## EXERCISE INPUT
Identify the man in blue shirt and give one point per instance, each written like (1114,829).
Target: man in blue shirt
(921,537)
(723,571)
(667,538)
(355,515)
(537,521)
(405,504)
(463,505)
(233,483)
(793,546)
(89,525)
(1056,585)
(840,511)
...
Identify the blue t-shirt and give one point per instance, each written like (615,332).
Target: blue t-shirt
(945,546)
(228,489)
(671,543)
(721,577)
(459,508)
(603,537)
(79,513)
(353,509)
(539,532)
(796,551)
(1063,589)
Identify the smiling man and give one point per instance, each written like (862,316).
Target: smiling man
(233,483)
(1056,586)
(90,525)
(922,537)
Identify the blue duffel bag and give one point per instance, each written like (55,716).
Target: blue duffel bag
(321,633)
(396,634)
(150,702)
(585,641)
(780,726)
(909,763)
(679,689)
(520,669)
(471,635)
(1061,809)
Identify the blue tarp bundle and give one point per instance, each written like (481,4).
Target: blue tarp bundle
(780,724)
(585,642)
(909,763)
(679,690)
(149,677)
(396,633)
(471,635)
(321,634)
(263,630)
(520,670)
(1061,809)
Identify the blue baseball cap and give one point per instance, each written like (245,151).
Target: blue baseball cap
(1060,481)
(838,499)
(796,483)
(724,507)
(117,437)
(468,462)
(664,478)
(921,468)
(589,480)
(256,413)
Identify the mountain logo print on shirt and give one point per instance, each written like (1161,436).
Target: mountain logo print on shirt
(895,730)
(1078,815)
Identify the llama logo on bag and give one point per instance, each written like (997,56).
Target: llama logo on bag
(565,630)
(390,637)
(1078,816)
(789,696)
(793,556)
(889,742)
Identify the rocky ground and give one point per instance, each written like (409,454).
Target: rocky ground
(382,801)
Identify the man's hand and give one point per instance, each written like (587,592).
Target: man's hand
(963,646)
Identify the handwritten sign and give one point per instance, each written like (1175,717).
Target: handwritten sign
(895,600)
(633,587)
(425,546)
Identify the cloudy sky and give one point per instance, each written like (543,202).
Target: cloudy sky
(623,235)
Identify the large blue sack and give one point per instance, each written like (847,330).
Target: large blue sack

## WORK ITEM
In the entries above, find the line holding "Identify the llama" and the line holding "Target: large blue sack", then retype exactly those two lines and every line between them, and nothing else.

## WRITTEN REPLY
Identify the llama logo on bag and give one point per instance, each written like (997,56).
Target: llama logo on bag
(565,630)
(390,637)
(1078,816)
(789,696)
(793,556)
(889,742)
Identify the rocky ground and give one point per instance, each written like (409,454).
Target: rocky ground
(382,801)
Identify the man's hand and give one point per instance, each written like (587,592).
Target: man's hand
(963,646)
Identify the handwritten sign and give one point per instance, each written like (1175,717).
Target: handwritten sign
(895,600)
(633,587)
(425,546)
Identify the cloudy sky and give one point per instance, each written like (543,202).
Target: cloudy sky
(623,235)
Identify the large blue sack and give one point per instance, each written like (847,330).
Target: large blue sack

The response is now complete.